*** Material for this exercise

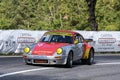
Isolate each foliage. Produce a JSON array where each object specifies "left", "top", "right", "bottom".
[
  {"left": 96, "top": 0, "right": 120, "bottom": 31},
  {"left": 0, "top": 0, "right": 119, "bottom": 31}
]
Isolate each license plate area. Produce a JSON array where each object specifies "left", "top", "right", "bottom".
[{"left": 34, "top": 59, "right": 48, "bottom": 63}]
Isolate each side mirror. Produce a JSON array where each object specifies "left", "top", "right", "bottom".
[
  {"left": 74, "top": 40, "right": 78, "bottom": 44},
  {"left": 85, "top": 39, "right": 93, "bottom": 42}
]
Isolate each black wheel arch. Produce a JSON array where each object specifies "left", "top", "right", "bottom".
[
  {"left": 69, "top": 50, "right": 73, "bottom": 59},
  {"left": 90, "top": 47, "right": 94, "bottom": 54},
  {"left": 91, "top": 46, "right": 94, "bottom": 50},
  {"left": 89, "top": 47, "right": 94, "bottom": 58}
]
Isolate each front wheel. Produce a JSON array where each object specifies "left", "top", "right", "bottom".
[
  {"left": 65, "top": 52, "right": 73, "bottom": 68},
  {"left": 24, "top": 59, "right": 32, "bottom": 65}
]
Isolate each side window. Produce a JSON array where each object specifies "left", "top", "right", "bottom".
[
  {"left": 74, "top": 34, "right": 79, "bottom": 42},
  {"left": 79, "top": 36, "right": 84, "bottom": 43},
  {"left": 74, "top": 34, "right": 84, "bottom": 43}
]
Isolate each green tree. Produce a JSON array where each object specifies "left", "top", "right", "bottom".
[
  {"left": 96, "top": 0, "right": 120, "bottom": 31},
  {"left": 0, "top": 0, "right": 119, "bottom": 31}
]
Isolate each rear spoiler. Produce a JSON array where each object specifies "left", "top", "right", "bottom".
[{"left": 85, "top": 39, "right": 93, "bottom": 42}]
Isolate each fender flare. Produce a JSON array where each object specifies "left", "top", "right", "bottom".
[{"left": 82, "top": 44, "right": 94, "bottom": 59}]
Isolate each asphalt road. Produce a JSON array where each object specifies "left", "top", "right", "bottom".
[{"left": 0, "top": 54, "right": 120, "bottom": 80}]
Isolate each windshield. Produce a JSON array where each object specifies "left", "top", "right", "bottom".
[{"left": 40, "top": 35, "right": 73, "bottom": 44}]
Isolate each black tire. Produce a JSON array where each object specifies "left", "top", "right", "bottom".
[
  {"left": 65, "top": 52, "right": 73, "bottom": 68},
  {"left": 25, "top": 62, "right": 31, "bottom": 65},
  {"left": 26, "top": 63, "right": 30, "bottom": 65},
  {"left": 87, "top": 49, "right": 94, "bottom": 65},
  {"left": 81, "top": 49, "right": 94, "bottom": 65},
  {"left": 81, "top": 59, "right": 86, "bottom": 64},
  {"left": 24, "top": 59, "right": 31, "bottom": 65}
]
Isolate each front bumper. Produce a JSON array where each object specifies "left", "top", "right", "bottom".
[{"left": 23, "top": 54, "right": 67, "bottom": 65}]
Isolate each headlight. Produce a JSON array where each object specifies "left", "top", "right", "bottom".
[
  {"left": 57, "top": 48, "right": 63, "bottom": 55},
  {"left": 24, "top": 47, "right": 30, "bottom": 53}
]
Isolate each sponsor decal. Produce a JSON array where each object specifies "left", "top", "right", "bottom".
[
  {"left": 17, "top": 37, "right": 35, "bottom": 43},
  {"left": 16, "top": 33, "right": 36, "bottom": 53},
  {"left": 17, "top": 33, "right": 36, "bottom": 43},
  {"left": 98, "top": 38, "right": 116, "bottom": 44},
  {"left": 97, "top": 34, "right": 117, "bottom": 51}
]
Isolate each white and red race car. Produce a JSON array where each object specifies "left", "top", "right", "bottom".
[{"left": 23, "top": 30, "right": 94, "bottom": 68}]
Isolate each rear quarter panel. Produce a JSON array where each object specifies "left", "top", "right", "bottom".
[{"left": 82, "top": 43, "right": 93, "bottom": 59}]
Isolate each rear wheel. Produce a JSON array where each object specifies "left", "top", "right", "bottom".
[
  {"left": 65, "top": 52, "right": 73, "bottom": 68},
  {"left": 87, "top": 49, "right": 94, "bottom": 65},
  {"left": 81, "top": 59, "right": 86, "bottom": 64},
  {"left": 81, "top": 49, "right": 94, "bottom": 65}
]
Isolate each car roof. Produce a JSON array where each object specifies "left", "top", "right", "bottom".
[{"left": 46, "top": 30, "right": 79, "bottom": 35}]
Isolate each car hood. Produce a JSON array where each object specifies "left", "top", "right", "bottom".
[{"left": 32, "top": 42, "right": 69, "bottom": 56}]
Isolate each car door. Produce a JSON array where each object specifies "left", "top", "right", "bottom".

******

Problem description:
Repeat the listing exactly; do not print any picture.

Answer below:
Isolate each foliage. Produce a JSON array where each object specifies "left", "top", "right", "bottom".
[
  {"left": 96, "top": 0, "right": 120, "bottom": 31},
  {"left": 0, "top": 0, "right": 119, "bottom": 31}
]
Isolate each license plate area. Produce a JSON array where each object specifies "left", "top", "right", "bottom".
[{"left": 34, "top": 59, "right": 48, "bottom": 63}]
Isolate each side mirror. Produce a JSON array where each object specifies "left", "top", "right", "bottom".
[
  {"left": 74, "top": 40, "right": 78, "bottom": 44},
  {"left": 85, "top": 39, "right": 93, "bottom": 42}
]
Isolate each black wheel arch. Produce a JSON array where each object specifies "left", "top", "right", "bottom".
[
  {"left": 69, "top": 50, "right": 73, "bottom": 59},
  {"left": 90, "top": 47, "right": 94, "bottom": 54},
  {"left": 91, "top": 46, "right": 94, "bottom": 50},
  {"left": 89, "top": 47, "right": 94, "bottom": 58}
]
Isolate each front wheel. Produce a JSON array where each object specifies "left", "top", "right", "bottom".
[
  {"left": 65, "top": 52, "right": 73, "bottom": 68},
  {"left": 24, "top": 59, "right": 32, "bottom": 65}
]
Isolate each side window. Produce a JSON array where each object specifies "left", "top", "right", "bottom".
[
  {"left": 74, "top": 34, "right": 79, "bottom": 42},
  {"left": 79, "top": 36, "right": 84, "bottom": 43},
  {"left": 74, "top": 34, "right": 84, "bottom": 43}
]
Isolate each green tree. Produce a JSON array where each object specifies "left", "top", "right", "bottom".
[
  {"left": 96, "top": 0, "right": 120, "bottom": 31},
  {"left": 0, "top": 0, "right": 119, "bottom": 31}
]
Isolate each rear spoiler. Produce a JSON array where each object specifies "left", "top", "right", "bottom".
[{"left": 85, "top": 39, "right": 93, "bottom": 42}]
Isolate each fender flare. Produce a JSON array where each object specifies "left", "top", "right", "bottom".
[{"left": 82, "top": 44, "right": 94, "bottom": 59}]
Isolate each asphalt road. Produce a JSON array where each object specifies "left", "top", "right", "bottom".
[{"left": 0, "top": 54, "right": 120, "bottom": 80}]
Isolate each windshield. Produce a JSON array where each object specifies "left", "top", "right", "bottom".
[{"left": 40, "top": 35, "right": 73, "bottom": 44}]
Isolate each black tire. Produce a JSON array where each object specifies "left", "top", "right", "bottom".
[
  {"left": 65, "top": 52, "right": 73, "bottom": 68},
  {"left": 25, "top": 62, "right": 31, "bottom": 65},
  {"left": 26, "top": 63, "right": 30, "bottom": 65},
  {"left": 87, "top": 49, "right": 94, "bottom": 65},
  {"left": 81, "top": 49, "right": 94, "bottom": 65},
  {"left": 81, "top": 59, "right": 86, "bottom": 64},
  {"left": 24, "top": 59, "right": 31, "bottom": 65}
]
Isolate each front bumper. Produce a JSON array where each object specifies "left", "top", "right", "bottom".
[{"left": 23, "top": 54, "right": 67, "bottom": 65}]
Isolate each headlight. Produce a JSON array where each object specifies "left", "top", "right", "bottom".
[
  {"left": 57, "top": 48, "right": 63, "bottom": 55},
  {"left": 24, "top": 47, "right": 30, "bottom": 53}
]
Isolate each sponsor decal. Produce a JSON array where each object specifies "left", "top", "right", "bottom".
[
  {"left": 17, "top": 37, "right": 35, "bottom": 43},
  {"left": 16, "top": 33, "right": 36, "bottom": 53},
  {"left": 17, "top": 33, "right": 36, "bottom": 43},
  {"left": 98, "top": 38, "right": 116, "bottom": 44},
  {"left": 97, "top": 34, "right": 117, "bottom": 51}
]
Isolate each white and red race car. Produce a JSON array where each object specifies "left", "top", "right", "bottom".
[{"left": 23, "top": 30, "right": 94, "bottom": 68}]
Isolate each rear quarter panel. Produce a JSON array where each object specifies "left", "top", "right", "bottom".
[{"left": 82, "top": 43, "right": 93, "bottom": 59}]
Isolate each rear wheel. Produce a JSON array where each object specifies "left", "top", "right", "bottom".
[
  {"left": 65, "top": 52, "right": 73, "bottom": 68},
  {"left": 87, "top": 49, "right": 94, "bottom": 65},
  {"left": 81, "top": 59, "right": 86, "bottom": 64},
  {"left": 81, "top": 49, "right": 94, "bottom": 65}
]
Isolate each car roof. Produce a JSON array where each object specifies "left", "top", "right", "bottom".
[{"left": 46, "top": 30, "right": 79, "bottom": 35}]
Isolate each car hood. Produce a JSON array where each object specifies "left", "top", "right", "bottom".
[{"left": 32, "top": 42, "right": 69, "bottom": 56}]
Isolate each car door. Produce a JSON array where each object specifies "left", "top", "right", "bottom".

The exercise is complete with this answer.